[[ ENTRIES SHOWN open ]]
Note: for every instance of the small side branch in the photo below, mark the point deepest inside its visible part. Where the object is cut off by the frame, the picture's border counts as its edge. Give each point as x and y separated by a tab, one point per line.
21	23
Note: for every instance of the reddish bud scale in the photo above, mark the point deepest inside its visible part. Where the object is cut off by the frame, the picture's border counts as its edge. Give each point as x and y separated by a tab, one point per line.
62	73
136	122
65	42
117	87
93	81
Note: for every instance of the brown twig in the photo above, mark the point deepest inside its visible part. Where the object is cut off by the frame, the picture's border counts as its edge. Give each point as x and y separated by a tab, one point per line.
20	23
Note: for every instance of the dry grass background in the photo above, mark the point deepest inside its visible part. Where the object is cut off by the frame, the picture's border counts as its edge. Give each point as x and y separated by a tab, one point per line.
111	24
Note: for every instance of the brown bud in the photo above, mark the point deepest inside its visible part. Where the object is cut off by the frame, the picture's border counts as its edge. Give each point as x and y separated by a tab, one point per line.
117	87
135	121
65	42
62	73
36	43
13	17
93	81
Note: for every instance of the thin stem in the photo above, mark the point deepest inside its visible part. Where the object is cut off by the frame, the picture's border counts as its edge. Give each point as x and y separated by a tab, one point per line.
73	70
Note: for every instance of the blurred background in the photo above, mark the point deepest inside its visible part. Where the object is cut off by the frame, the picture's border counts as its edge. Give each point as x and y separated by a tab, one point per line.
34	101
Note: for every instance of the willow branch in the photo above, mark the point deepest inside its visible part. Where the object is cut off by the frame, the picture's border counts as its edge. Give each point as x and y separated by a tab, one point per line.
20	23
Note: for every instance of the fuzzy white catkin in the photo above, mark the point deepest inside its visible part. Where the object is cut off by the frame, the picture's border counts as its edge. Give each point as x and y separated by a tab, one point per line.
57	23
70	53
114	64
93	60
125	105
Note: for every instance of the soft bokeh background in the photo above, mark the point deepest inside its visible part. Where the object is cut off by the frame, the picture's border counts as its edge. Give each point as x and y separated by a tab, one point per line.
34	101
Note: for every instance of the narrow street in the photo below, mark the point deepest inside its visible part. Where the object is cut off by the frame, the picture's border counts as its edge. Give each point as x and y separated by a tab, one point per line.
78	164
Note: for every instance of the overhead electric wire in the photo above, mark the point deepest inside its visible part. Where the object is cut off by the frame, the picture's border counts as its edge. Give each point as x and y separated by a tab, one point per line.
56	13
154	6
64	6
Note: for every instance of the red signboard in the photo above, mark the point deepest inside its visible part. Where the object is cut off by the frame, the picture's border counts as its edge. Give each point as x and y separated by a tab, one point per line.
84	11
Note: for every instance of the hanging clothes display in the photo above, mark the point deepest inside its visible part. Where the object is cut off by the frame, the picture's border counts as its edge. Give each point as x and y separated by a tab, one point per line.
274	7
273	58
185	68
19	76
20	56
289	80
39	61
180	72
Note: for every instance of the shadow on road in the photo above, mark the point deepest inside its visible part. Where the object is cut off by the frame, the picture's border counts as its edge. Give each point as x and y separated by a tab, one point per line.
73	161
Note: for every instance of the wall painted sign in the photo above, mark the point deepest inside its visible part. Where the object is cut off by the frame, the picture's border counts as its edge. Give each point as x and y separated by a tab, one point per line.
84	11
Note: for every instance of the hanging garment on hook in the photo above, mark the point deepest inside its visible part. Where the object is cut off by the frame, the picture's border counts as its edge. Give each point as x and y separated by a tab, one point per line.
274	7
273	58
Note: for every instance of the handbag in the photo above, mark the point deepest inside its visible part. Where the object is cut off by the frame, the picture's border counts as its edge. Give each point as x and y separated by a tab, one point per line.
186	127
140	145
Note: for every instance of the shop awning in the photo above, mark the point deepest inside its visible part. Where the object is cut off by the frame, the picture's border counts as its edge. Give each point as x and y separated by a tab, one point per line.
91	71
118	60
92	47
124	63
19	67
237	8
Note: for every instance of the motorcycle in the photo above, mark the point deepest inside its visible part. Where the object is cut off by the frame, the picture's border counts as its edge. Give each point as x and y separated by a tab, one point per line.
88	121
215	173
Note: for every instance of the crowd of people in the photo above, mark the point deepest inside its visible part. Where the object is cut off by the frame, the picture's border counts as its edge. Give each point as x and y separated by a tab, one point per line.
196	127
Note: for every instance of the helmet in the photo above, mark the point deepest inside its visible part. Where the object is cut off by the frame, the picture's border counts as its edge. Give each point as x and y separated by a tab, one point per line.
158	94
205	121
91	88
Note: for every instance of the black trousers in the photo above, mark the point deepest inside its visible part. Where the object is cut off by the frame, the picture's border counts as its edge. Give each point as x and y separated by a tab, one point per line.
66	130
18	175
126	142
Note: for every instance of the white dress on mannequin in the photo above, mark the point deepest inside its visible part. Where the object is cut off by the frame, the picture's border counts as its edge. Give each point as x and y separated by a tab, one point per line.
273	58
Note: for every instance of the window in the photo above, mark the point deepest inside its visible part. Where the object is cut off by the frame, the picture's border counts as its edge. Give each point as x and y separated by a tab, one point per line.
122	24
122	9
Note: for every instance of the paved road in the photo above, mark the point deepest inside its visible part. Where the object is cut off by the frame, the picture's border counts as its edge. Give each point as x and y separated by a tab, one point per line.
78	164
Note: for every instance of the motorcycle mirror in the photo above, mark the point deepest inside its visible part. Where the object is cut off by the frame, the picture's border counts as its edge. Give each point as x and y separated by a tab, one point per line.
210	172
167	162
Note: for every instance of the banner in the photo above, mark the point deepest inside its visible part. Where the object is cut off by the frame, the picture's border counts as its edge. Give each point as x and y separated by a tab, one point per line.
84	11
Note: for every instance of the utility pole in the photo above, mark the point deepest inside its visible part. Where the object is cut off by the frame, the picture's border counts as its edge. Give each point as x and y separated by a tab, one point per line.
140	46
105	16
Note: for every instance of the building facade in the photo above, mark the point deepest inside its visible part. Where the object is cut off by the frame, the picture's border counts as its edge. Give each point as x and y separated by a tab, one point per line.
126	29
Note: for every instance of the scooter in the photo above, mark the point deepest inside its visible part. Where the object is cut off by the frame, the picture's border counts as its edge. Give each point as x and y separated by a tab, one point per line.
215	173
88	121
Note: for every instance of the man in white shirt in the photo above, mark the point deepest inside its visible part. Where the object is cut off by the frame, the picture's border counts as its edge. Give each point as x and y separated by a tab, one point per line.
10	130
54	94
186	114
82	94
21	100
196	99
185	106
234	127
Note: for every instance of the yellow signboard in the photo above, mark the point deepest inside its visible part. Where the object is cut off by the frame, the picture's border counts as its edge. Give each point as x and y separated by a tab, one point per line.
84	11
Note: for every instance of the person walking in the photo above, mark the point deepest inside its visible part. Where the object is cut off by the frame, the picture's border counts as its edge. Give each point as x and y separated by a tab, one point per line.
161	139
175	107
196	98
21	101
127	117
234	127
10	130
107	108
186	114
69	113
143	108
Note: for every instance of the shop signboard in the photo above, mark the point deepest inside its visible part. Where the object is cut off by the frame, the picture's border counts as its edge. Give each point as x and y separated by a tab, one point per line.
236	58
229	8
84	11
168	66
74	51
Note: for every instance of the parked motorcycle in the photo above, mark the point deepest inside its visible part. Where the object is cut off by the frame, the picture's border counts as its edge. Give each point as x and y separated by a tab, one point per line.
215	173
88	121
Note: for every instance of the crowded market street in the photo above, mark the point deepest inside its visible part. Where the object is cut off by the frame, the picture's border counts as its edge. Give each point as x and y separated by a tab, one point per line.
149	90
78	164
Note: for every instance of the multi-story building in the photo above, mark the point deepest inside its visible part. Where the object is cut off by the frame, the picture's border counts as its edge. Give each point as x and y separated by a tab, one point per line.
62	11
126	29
[[ ENTRIES SHOWN closed ]]
YOUR GOAL
Each entry is to be output exactly as it was written.

ANSWER FOR THIS EXERCISE
Note: for every instance of the small side branch in the photo below, mark the point deepest inside its visible part. Where the object is cut off by the frame, the picture's border counts as its edge. Give each point as x and y separated by a tab, one point per line.
21	23
Note: for every instance of the reddish bud scale in the photo above, mark the point deepest inside its visible part. Where the object is cut off by the frame, the picture's border counts as its edge. Give each point as x and y separated by a tab, one point per line.
62	73
136	122
65	42
117	87
93	81
Note: for every instance of the brown twig in the photo above, mark the point deepest inside its visible part. Where the object is cut off by the frame, the picture's border counts as its edge. Give each point as x and y separated by a tab, one point per line.
20	23
Note: for every instance of the dry grass background in the photo above, mark the point deepest inside its visible part. Where the object is cut off by the frame, the picture's border counts as its edge. Give each point as x and y separated by a tab, one point per line.
111	24
Note: for every instance of the brown bud in the photo above, mark the point deepest inside its visible part. Where the object is cut off by the frame, the picture's border counts as its edge. Give each point as x and y separated by a tab, one point per line.
117	87
135	121
65	42
62	73
36	43
13	17
93	81
Note: for every instance of the thin stem in the photo above, mark the point deepest inside its visible part. Where the object is cut off by the frame, the picture's border counts as its edge. Give each point as x and y separated by a tab, one point per line.
73	70
Note: for every instance of the blurred background in the photo above, mark the point deepest inside its visible part. Where the object is cut off by the frame, the picture's border counts as its edge. Give each point as x and y separated by a tab, one point per line.
34	101
Note: for every instance of the willow branch in the photo above, mark the point deepest inside its visible part. Where the object is cut off by the frame, the picture's border counts as its edge. Give each point as x and y separated by a tab, one point per line.
20	23
Note: for every instance of the fuzzy white catkin in the photo above, mark the point deepest inside its visible part. Where the object is cut off by the frame, the picture's border counts as its edge. Give each point as x and y separated by a tab, one point per line.
57	23
70	53
114	64
93	60
125	105
Note: for every instance of the soft bokeh background in the photo above, mark the point deepest inside its visible part. Where the object is cut off by the frame, the picture's border counts as its edge. Give each point as x and y separated by a tab, one point per line.
34	101
Note: for every instance of the narrow street in the photo below, mark the point deepest inside its visible part. Where the object is cut off by the frame, the picture's border counts as its edge. Give each point as x and y separated by a tab, one point per line.
78	164
Note: for every instance of the overhead electric wire in the photo above, mark the point deepest inside its visible part. Where the object is cut off by the frame, the picture's border counts as its edge. Give each point as x and y separated by a tab, one point per line.
56	13
154	6
64	6
Note: for every instance of the red signboard in the photo above, mark the point deepest inside its visible part. Where the object is cut off by the frame, the picture's border counts as its edge. Give each point as x and y separated by a tab, one point per line.
84	11
Note: for every instance of the hanging clothes display in the photo above, mark the point deepest inside its visible part. Where the object is cut off by the frame, the picture's border counts as its edge. Give each point as x and y separated by a tab, one point per line.
274	7
273	58
185	68
19	76
20	56
289	80
39	61
180	72
Note: for every instance of the shadow on road in the photo above, mark the point deepest inside its visible part. Where the object is cut off by the frame, the picture's border counts as its edge. Give each point as x and y separated by a tab, one point per line.
73	161
Note: for every instance of the wall painted sign in the photo above, mark the point deepest inside its visible part. Where the object is cut off by the frame, the picture's border counts as its edge. Give each point as x and y separated by a tab, one point per line.
84	11
Note: for every instance of the hanging garment on hook in the photo above, mark the point deepest inside its visible part. Where the object is cut off by the frame, the picture's border counts as its edge. Give each point as x and y separated by a tab, one point per line.
274	7
273	58
Note: for every instance of the handbag in the photo above, mark the point deepest inside its visible part. Where the object is cut off by the frame, the picture's border counts as its edge. Give each point as x and y separated by a tab, one point per line.
186	127
140	145
Note: for every instance of the shop awning in the photo above, mark the point deepest inside its visible part. Where the object is cut off by the frame, the picture's border counts as its edge. Give each point as x and y separated by a tab, one point per line.
91	71
118	60
92	47
124	63
19	67
237	8
Note: for every instance of the motorcycle in the photo above, mark the point deepest inside its visible part. Where the object is cut off by the frame, the picture's border counts as its edge. Give each point as x and y separated by a tab, one point per line.
88	121
215	173
Note: for every instance of the crowd of people in the photo above, mark the point deepest inside its visible part. Where the object is cut off by the frame, the picture's border counts as its edge. Give each point as x and y separated by a tab, one point per line.
196	127
Note: for every instance of the helmet in the photo above, mark the point deepest inside its visible part. Where the object is cut off by the frame, the picture's border counts as its edge. Give each point as x and y separated by a tab, one point per line.
158	94
205	121
91	88
Note: for every instance of the black trousers in the photo above, mark the point deepest inside its visible part. Where the object is cut off by the frame, the picture's border counts as its edge. Give each point as x and y separated by a tab, one point per line.
66	130
18	175
126	142
Note: for every instance of the white dress on mannequin in the photo above, mark the point deepest inside its visible part. Where the object is cut off by the frame, the picture's border counts as its edge. Give each point as x and y separated by a tab, one point per line.
273	58
Note: for every instance of the window in the photo above, mark the point deepest inside its visible part. Where the object is cut off by the frame, the picture's border counts as its edge. Give each point as x and y separated by a tab, one point per line.
122	24
122	9
Note: for every instance of the paved road in the photo above, mark the point deepest inside its visible part. Where the object is cut off by the frame, the picture's border counts as its edge. Give each point as x and y separated by a tab, one point per line.
78	164
Note: for every instance of the motorcycle mirror in the photo above, mark the point deepest inside its visible part. Where the object is cut off by the frame, the picture's border counts as its edge. Give each point as x and y separated by a tab, one point per line.
210	172
167	162
Note: for every instance of the banner in the photo above, mark the point deepest inside its visible part. Where the object is cut off by the frame, the picture's border counts as its edge. Give each point as x and y separated by a tab, one point per line.
84	11
Note: for every instance of the utility pole in the photo above, mark the point deepest inside its visible part. Where the object is cut off by the frame, the picture's border counts as its edge. Give each point as x and y separated by a tab, one point per line.
140	46
105	16
Note: for every instance of the building facade in the photo above, mark the point deepest inside its visible part. Where the object is cut off by the frame, the picture's border counts as its edge. Give each point as x and y separated by a tab, one point per line.
126	29
Note: for every instance of the scooter in the photo above, mark the point deepest inside its visible part. Where the object is cut off by the frame, the picture's border counts as its edge. Give each point as x and y separated by a tab, one point per line.
215	173
88	121
Note: for every instance of the man in white shirt in the photo above, mark the point deepest inside its visible part. Where the object is cut off by the frame, the picture's border counts as its edge. Give each point as x and y separated by a tab, one point per line.
10	130
54	94
186	114
82	94
21	100
196	99
185	106
234	127
Note: for every instance of the yellow signboard in the photo above, mark the point deepest inside its visible part. Where the object is cut off by the frame, the picture's border counts as its edge. Give each point as x and y separated by a tab, one point per line.
84	11
Note: for every instance of the person walking in the photo above, mark the point deepest inside its visible part. Where the object is cut off by the frame, the picture's border counts as its edge. Give each point as x and y separated by a tab, one point per line.
161	139
175	107
196	98
21	101
127	117
234	127
10	130
107	108
186	114
69	113
143	108
Note: for every instance of the shop signboard in the photo above, mark the point deepest inside its visible part. Where the object is cut off by the frame, the picture's border counts as its edge. Give each point as x and y separated by a tab, one point per line.
236	58
229	8
84	11
168	66
74	51
Note: for every instance of the parked motorcycle in the photo above, mark the point deepest inside its visible part. Where the object is cut off by the frame, the picture's border counts as its edge. Give each point as x and y separated by a tab, one point per line.
215	173
88	121
Note: for every instance of the crowded market street in the photo above, mark the point deepest inside its visible part. Where the object is cut off by the frame, the picture's border counts as its edge. Give each point as x and y separated by a tab, one point per line.
149	90
78	164
Note: for every instance of the multi-story building in the photo above, mark the point deepest inside its visible part. Where the object is cut off by the frame, the picture's border counts as its edge. Give each point as x and y separated by a tab, one point per line.
62	11
126	29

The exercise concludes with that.